[WHAT YOU WILL DO]
Copy the lines below word for word, starting at the line that contains "Expected: one pin per instance of the dark jacket, each" and ending at the last of the lines.

========================

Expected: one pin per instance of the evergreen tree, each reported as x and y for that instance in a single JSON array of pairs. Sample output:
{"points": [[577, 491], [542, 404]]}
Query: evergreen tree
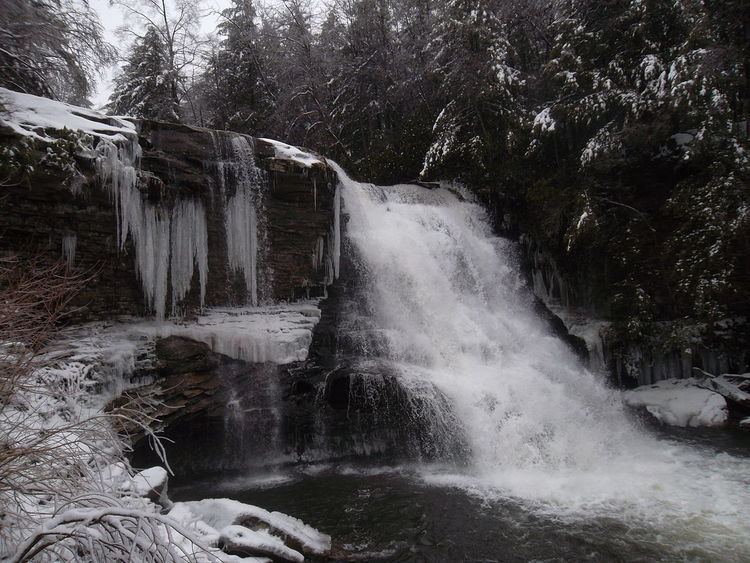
{"points": [[51, 48], [241, 98], [145, 86], [480, 89]]}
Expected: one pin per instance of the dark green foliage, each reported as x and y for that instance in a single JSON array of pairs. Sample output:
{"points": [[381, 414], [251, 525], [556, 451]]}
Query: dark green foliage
{"points": [[51, 48], [613, 133], [146, 87]]}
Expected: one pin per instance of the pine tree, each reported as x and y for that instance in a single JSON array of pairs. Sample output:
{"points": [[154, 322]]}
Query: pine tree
{"points": [[241, 98], [479, 87], [145, 87]]}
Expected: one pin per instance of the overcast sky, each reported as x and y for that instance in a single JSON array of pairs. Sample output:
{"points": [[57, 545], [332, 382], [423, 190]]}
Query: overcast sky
{"points": [[113, 17]]}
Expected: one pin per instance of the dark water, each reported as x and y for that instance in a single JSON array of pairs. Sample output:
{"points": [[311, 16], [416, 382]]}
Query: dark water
{"points": [[394, 514]]}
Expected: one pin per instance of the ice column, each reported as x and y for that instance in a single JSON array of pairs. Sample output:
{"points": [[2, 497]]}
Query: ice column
{"points": [[155, 231]]}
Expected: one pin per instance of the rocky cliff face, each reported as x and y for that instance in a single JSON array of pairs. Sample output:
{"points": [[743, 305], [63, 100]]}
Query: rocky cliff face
{"points": [[166, 218]]}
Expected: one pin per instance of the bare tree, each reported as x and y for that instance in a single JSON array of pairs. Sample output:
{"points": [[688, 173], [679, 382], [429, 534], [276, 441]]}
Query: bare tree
{"points": [[53, 48], [176, 24], [59, 495]]}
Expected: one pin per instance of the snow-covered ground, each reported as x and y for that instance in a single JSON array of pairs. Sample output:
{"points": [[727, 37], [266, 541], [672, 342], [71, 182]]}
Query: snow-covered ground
{"points": [[294, 154], [33, 116], [680, 402], [62, 409]]}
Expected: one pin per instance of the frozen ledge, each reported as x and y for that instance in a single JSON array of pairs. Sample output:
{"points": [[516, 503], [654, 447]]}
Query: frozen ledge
{"points": [[680, 402], [34, 116], [293, 154], [110, 351]]}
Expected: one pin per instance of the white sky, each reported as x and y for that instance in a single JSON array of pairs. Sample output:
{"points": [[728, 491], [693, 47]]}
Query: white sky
{"points": [[113, 17]]}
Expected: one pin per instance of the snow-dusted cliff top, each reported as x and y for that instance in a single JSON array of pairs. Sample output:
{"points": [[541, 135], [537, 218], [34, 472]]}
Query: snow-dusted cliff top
{"points": [[33, 116]]}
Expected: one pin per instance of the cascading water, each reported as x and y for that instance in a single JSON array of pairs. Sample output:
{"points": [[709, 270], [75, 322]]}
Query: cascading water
{"points": [[451, 312], [241, 186]]}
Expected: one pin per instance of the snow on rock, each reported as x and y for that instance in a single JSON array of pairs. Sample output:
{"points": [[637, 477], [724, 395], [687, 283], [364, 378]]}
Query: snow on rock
{"points": [[243, 541], [680, 402], [222, 513], [295, 154], [32, 116], [148, 482], [278, 334]]}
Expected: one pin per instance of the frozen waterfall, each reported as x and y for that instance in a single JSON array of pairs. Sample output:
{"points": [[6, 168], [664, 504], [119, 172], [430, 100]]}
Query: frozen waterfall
{"points": [[450, 310]]}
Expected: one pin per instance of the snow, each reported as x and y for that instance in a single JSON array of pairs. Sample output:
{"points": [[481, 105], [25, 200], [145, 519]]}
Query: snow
{"points": [[680, 402], [69, 248], [189, 247], [32, 116], [239, 538], [220, 514], [152, 479], [543, 122], [295, 154], [237, 170], [169, 244], [278, 334]]}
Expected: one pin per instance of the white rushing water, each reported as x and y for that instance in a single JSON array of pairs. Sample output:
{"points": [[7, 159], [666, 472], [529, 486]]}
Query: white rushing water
{"points": [[446, 297]]}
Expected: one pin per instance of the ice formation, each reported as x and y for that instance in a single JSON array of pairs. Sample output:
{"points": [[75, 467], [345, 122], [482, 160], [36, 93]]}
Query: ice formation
{"points": [[69, 248], [223, 513], [680, 402], [241, 185], [443, 297], [294, 154], [32, 116], [189, 238], [168, 242]]}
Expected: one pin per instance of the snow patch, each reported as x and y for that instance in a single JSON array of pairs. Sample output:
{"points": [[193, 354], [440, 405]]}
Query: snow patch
{"points": [[221, 514], [32, 116], [680, 402], [152, 479], [295, 154]]}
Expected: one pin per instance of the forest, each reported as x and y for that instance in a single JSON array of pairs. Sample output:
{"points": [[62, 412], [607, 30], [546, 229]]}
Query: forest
{"points": [[614, 133], [446, 279]]}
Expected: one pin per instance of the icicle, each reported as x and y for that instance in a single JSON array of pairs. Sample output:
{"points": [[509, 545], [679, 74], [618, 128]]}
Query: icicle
{"points": [[69, 248], [189, 246], [242, 240], [336, 231]]}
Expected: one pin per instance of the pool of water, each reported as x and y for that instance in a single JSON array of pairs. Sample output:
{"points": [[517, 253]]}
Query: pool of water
{"points": [[419, 513]]}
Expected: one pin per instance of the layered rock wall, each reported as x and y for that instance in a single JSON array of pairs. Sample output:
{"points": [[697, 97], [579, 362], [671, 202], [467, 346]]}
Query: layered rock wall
{"points": [[188, 180]]}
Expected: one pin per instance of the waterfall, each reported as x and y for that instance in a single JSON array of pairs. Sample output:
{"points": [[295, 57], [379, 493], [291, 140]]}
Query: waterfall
{"points": [[168, 242], [241, 185], [451, 311]]}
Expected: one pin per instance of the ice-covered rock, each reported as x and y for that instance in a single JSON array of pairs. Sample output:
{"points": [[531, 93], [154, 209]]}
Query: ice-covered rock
{"points": [[219, 514], [680, 402], [294, 154], [238, 540], [150, 483], [32, 116]]}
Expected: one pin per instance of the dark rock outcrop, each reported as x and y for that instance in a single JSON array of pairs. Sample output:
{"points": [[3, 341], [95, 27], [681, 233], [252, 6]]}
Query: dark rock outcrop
{"points": [[40, 212]]}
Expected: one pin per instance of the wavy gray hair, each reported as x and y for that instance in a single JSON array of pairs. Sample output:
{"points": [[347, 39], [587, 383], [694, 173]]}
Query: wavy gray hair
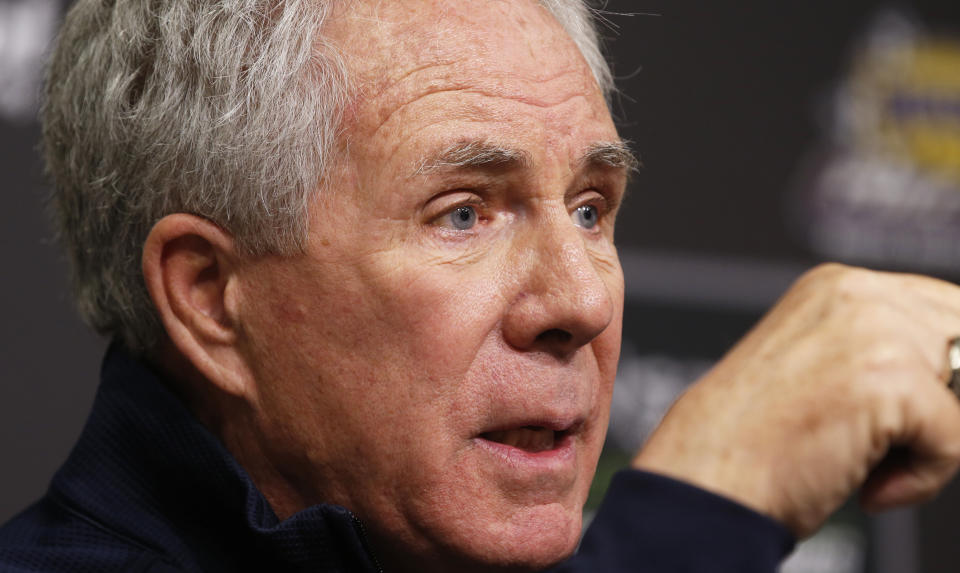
{"points": [[227, 110]]}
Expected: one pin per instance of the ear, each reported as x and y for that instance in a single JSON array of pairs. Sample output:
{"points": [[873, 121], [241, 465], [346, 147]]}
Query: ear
{"points": [[190, 269]]}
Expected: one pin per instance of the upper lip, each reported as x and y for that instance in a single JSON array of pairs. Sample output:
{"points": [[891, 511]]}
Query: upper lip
{"points": [[569, 425]]}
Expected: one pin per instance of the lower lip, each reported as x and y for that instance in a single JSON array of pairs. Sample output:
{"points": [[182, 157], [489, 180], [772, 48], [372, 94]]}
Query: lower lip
{"points": [[557, 459]]}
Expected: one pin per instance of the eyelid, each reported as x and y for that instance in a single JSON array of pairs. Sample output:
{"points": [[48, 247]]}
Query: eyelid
{"points": [[592, 197], [442, 205]]}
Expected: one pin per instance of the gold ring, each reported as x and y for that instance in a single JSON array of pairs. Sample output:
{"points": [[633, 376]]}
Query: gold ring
{"points": [[953, 360]]}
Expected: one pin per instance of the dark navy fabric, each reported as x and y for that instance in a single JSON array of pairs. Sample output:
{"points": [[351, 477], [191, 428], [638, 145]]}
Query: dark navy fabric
{"points": [[148, 489], [651, 523]]}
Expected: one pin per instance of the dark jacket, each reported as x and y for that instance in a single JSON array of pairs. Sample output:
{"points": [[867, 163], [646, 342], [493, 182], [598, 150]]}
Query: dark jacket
{"points": [[148, 489]]}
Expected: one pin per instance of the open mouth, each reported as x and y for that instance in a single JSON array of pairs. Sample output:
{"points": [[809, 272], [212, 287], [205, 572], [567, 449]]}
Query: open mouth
{"points": [[532, 439]]}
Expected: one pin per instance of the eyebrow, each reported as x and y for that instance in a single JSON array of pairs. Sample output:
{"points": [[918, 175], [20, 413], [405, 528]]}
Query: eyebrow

========================

[SOLUTION TO THIS EXERCISE]
Expected: one pin per instance of the dark jacket, each reported as x and y for that instance in a single JSON array of pairs. Sample output:
{"points": [[867, 163], [646, 342], [493, 182], [598, 150]]}
Query: dark jacket
{"points": [[148, 489]]}
Expected: one pin per instance of the open mouth, each reported as x and y for that instance in a single JSON array of pairs. Sample output:
{"points": [[809, 272], [212, 287], [205, 572], [567, 449]]}
Query: open mouth
{"points": [[532, 439]]}
Expected: one pin per instance of the eyebrow, each reported as x and y for that instance in a single JSON array of pairs. Sample output:
{"points": [[918, 175], [20, 413], [405, 528]]}
Query: eyebrow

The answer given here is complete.